8.             Exceptions to Nondisclosure. Notwithstanding anything to the contrary contained in this Agreement, Consultant shall not be prohibited from disclosing to third parties, or using without the prior written consent of Company, information that (a) was, on the date of this Agreement, generally known to the public, (b) is as of the date of this Agreement known to Consultant, as evidenced by written records in the possession of Consultant, (c) is subsequently disclosed to Consultant by a third party who is in lawful possession of such information and is not under an obligation of confidence to the Company or an affiliate of the Company, (d) is disclosed by Company to third parties generally without restriction on use and disclosure, or (e) is required to be disclosed by law or a final order of a court or other governmental agency or authority of competent jurisdiction, provided, however, that Consultant will use reasonable best efforts to give the Company reasonable notice prior to any disclosure as required by applicable law or court process to allow Company sufficient time to attempt to obtain injunctive relief in respect to such disclosure.

Object pointing dataset rows =>
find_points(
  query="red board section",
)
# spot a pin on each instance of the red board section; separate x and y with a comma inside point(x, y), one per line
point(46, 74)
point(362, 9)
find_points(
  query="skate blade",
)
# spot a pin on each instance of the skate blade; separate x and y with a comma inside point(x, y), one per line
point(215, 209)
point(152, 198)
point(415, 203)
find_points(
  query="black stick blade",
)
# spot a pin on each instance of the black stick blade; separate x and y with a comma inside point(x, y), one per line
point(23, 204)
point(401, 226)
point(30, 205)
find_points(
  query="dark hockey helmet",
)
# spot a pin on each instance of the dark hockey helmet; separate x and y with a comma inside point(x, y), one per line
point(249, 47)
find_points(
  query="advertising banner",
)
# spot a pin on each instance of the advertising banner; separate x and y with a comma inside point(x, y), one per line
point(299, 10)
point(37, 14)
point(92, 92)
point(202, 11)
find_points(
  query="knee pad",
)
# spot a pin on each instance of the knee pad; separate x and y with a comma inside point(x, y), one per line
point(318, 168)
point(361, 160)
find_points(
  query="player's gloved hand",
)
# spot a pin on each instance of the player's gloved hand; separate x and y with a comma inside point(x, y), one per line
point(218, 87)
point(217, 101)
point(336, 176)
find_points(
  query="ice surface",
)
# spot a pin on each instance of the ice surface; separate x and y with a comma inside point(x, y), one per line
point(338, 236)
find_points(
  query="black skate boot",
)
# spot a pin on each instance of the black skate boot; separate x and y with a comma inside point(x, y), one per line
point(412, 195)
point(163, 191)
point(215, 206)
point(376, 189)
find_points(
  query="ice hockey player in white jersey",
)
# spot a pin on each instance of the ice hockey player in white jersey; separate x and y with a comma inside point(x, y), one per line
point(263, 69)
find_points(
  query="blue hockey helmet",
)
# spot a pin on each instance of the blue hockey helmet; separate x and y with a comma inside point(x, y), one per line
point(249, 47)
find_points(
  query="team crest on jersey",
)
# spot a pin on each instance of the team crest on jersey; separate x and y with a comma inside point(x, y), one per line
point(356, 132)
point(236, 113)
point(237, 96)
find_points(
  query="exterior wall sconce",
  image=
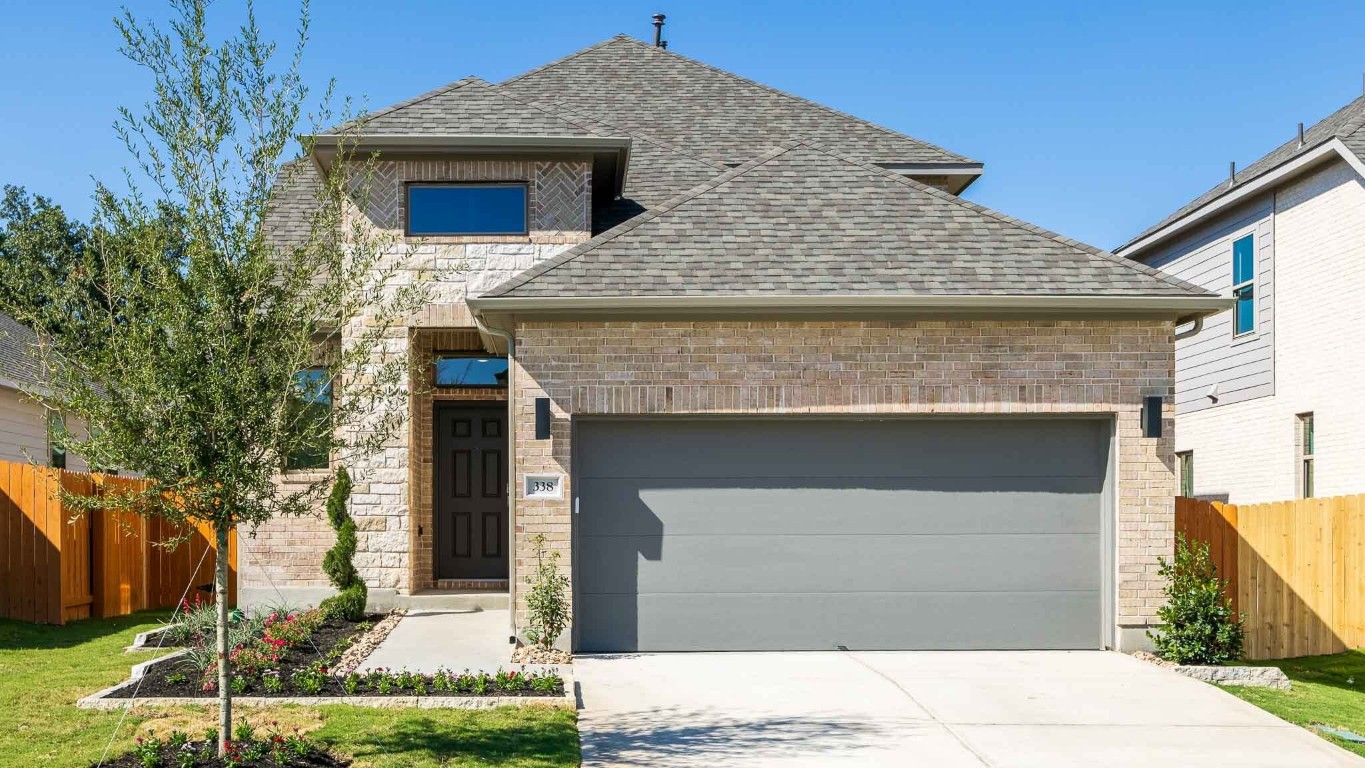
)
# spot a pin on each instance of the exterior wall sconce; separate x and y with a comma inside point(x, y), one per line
point(1152, 416)
point(542, 418)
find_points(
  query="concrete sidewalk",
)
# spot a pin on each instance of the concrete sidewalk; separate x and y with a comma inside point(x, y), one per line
point(429, 640)
point(998, 710)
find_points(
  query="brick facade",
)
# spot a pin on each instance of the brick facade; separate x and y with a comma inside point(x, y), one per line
point(859, 367)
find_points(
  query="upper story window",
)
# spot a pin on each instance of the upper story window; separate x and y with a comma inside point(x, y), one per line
point(313, 403)
point(463, 370)
point(1305, 456)
point(56, 439)
point(1244, 285)
point(466, 209)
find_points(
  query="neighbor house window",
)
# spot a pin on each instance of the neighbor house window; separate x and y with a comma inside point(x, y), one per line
point(56, 439)
point(1305, 456)
point(1244, 285)
point(464, 370)
point(467, 209)
point(311, 409)
point(1186, 461)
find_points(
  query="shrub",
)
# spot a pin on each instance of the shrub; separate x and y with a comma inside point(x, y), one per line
point(339, 562)
point(1199, 622)
point(548, 600)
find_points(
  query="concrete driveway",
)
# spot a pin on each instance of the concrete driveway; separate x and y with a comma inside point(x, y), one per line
point(938, 710)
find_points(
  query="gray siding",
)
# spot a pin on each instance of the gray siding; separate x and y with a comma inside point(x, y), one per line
point(1244, 368)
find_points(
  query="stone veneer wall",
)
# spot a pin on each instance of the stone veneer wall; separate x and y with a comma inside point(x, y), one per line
point(287, 554)
point(860, 367)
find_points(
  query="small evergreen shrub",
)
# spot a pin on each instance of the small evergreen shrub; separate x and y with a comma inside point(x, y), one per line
point(1199, 622)
point(339, 562)
point(548, 600)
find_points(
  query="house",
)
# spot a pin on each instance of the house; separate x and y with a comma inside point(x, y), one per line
point(1267, 392)
point(29, 430)
point(756, 371)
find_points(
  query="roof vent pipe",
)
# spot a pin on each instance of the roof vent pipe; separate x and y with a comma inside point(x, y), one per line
point(658, 32)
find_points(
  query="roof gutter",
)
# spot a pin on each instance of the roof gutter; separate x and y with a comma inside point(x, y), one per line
point(1241, 193)
point(1185, 308)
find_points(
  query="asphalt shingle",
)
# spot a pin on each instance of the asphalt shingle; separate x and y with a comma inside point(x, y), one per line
point(804, 220)
point(702, 109)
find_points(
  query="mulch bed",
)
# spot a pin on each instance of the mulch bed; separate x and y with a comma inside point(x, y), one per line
point(326, 647)
point(324, 640)
point(205, 757)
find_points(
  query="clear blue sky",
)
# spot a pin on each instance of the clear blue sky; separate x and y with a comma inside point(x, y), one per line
point(1094, 119)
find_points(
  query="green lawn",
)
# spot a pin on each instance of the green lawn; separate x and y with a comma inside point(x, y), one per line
point(1327, 690)
point(45, 669)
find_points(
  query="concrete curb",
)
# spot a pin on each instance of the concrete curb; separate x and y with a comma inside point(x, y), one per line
point(567, 700)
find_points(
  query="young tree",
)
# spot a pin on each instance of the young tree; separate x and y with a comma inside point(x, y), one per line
point(176, 332)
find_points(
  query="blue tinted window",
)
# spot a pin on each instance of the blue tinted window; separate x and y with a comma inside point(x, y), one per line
point(311, 409)
point(1244, 261)
point(467, 209)
point(471, 371)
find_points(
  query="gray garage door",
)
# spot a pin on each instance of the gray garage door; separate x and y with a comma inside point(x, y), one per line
point(806, 534)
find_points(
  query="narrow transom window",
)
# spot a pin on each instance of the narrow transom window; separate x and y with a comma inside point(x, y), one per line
point(1186, 460)
point(1305, 456)
point(466, 209)
point(464, 370)
point(1244, 285)
point(311, 412)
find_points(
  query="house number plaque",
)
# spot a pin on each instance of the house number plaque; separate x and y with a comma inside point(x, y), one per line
point(543, 487)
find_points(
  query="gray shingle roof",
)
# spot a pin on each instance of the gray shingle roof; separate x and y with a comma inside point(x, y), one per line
point(803, 220)
point(1346, 124)
point(470, 107)
point(18, 360)
point(705, 111)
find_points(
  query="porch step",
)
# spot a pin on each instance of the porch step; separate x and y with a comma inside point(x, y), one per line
point(455, 600)
point(471, 584)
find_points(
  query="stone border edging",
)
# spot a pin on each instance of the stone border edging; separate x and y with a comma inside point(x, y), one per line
point(568, 700)
point(148, 640)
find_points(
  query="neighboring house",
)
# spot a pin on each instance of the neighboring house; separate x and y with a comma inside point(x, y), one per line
point(773, 384)
point(27, 429)
point(1267, 393)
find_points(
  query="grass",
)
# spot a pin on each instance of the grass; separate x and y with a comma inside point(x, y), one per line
point(45, 669)
point(1327, 690)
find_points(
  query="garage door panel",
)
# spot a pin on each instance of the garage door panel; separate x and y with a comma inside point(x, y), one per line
point(780, 562)
point(797, 534)
point(807, 448)
point(879, 505)
point(825, 621)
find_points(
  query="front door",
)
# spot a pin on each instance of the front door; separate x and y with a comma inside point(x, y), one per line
point(471, 479)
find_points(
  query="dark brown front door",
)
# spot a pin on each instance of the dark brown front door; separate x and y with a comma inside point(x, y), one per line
point(471, 478)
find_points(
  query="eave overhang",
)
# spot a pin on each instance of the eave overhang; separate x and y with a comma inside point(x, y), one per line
point(1181, 308)
point(400, 145)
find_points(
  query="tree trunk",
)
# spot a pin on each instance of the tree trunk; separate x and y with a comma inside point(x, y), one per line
point(220, 583)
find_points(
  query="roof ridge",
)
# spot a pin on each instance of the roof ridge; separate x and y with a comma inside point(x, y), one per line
point(567, 57)
point(747, 81)
point(631, 224)
point(418, 98)
point(1006, 218)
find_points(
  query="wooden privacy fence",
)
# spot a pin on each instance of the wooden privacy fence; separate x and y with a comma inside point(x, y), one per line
point(59, 564)
point(1296, 569)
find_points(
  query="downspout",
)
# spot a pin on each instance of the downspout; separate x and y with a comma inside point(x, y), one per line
point(511, 490)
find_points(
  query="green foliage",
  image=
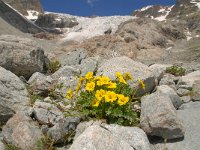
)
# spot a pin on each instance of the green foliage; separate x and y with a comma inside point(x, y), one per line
point(176, 70)
point(53, 66)
point(11, 147)
point(46, 143)
point(106, 99)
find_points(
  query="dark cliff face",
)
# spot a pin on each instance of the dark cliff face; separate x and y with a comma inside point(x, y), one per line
point(17, 20)
point(23, 5)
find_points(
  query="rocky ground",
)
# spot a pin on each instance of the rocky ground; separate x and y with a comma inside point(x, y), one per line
point(35, 114)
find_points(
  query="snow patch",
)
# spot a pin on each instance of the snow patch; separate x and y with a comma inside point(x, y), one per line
point(145, 8)
point(91, 27)
point(163, 17)
point(196, 2)
point(32, 15)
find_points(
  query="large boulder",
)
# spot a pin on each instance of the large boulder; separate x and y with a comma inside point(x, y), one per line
point(111, 137)
point(188, 80)
point(159, 117)
point(22, 132)
point(196, 90)
point(175, 99)
point(136, 69)
point(189, 113)
point(21, 56)
point(13, 94)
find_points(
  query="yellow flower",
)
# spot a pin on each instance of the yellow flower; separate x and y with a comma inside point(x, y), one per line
point(112, 85)
point(122, 100)
point(110, 96)
point(141, 84)
point(121, 79)
point(127, 76)
point(95, 103)
point(89, 75)
point(100, 94)
point(103, 80)
point(69, 94)
point(90, 86)
point(118, 74)
point(78, 87)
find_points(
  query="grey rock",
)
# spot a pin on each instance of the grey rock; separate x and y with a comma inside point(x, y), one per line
point(183, 92)
point(95, 137)
point(55, 21)
point(5, 114)
point(74, 57)
point(39, 83)
point(175, 99)
point(136, 69)
point(62, 130)
point(159, 117)
point(22, 132)
point(168, 79)
point(47, 114)
point(196, 90)
point(159, 70)
point(21, 56)
point(134, 136)
point(188, 80)
point(66, 71)
point(190, 116)
point(17, 20)
point(22, 5)
point(89, 65)
point(13, 94)
point(2, 147)
point(186, 99)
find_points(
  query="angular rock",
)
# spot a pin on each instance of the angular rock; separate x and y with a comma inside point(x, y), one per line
point(175, 99)
point(13, 94)
point(39, 83)
point(61, 130)
point(168, 79)
point(22, 132)
point(188, 80)
point(136, 69)
point(95, 137)
point(134, 136)
point(159, 117)
point(159, 70)
point(47, 114)
point(196, 90)
point(89, 65)
point(189, 113)
point(185, 99)
point(21, 56)
point(66, 71)
point(74, 57)
point(183, 92)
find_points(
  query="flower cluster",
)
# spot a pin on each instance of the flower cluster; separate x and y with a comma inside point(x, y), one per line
point(102, 97)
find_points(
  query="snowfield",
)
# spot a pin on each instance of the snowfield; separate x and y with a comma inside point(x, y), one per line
point(91, 27)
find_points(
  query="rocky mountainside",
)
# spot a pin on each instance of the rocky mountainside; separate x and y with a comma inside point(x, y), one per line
point(119, 82)
point(26, 7)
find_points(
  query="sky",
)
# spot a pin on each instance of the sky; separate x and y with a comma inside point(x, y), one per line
point(99, 7)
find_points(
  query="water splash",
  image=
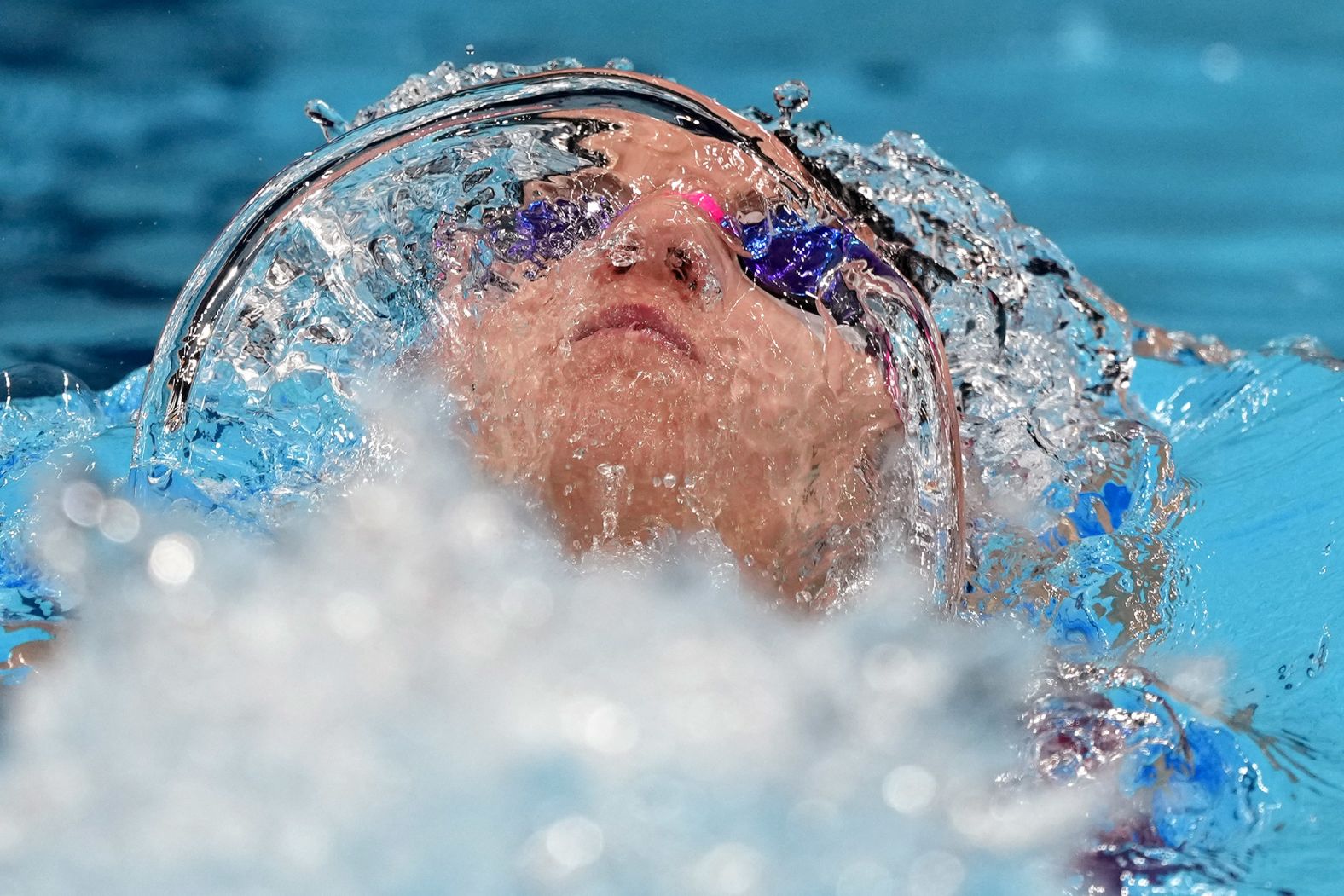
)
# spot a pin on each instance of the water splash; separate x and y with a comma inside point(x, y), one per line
point(789, 98)
point(331, 121)
point(414, 691)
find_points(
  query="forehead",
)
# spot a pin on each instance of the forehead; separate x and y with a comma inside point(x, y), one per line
point(646, 153)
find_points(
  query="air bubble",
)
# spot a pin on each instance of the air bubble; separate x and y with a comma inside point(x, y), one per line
point(791, 97)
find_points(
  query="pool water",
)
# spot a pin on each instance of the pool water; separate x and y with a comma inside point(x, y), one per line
point(1176, 564)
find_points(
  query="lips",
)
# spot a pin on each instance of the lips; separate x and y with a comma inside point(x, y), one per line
point(636, 319)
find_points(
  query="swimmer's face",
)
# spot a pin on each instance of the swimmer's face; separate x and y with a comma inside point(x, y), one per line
point(643, 384)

Problems to solve =>
A) Answer these questions about the nondisclosure exceptions clause:
(i) What must show that information was already known to Consultant on the date of the Agreement?
(ii) A third party who discloses information to Consultant must not be under an obligation of confidence to whom?
(iii) What is the notice Consultant gives before a legally required disclosure meant to give the Company time to attempt?
B) Write the next part of the nondisclosure exceptions clause, picking up after its final sentence.
None of the data is needed for this work.

The responses =>
A)
(i) Written records in the possession of Consultant.
(ii) The Company or an affiliate of the Company.
(iii) To obtain injunctive relief in respect to such disclosure.

B)
 

9.             Work for Hire; Ownership of Work Product.

 

(a)“Work Product” means digital media including audio, photo and video content, computer software, designs, ideas, discoveries, works of authorship, products, programs, procedures, formulae, processes, manufacturing techniques, graphic design, interfaces, inventions, improvements and ideas, conceived, created, developed or reduced to practice by Consultant, alone or with others, which arise out of or are created by Consultant solely in connection with the Services during the Consulting Period.

 

(b)The Company and Consultant understand, acknowledge and agree that all Work Product shall be deemed “work for hire” within the meaning of the U.S. Copyright Laws and that the Company and Consultant shall each be deemed on an equal basis, such that each holds fifty percent (50%) ownership, to be the Author thereof and Owner of all rights therein and thereto, including without limitation the copyright thereof and all derivative works thereto throughout the world in all media in perpetuity.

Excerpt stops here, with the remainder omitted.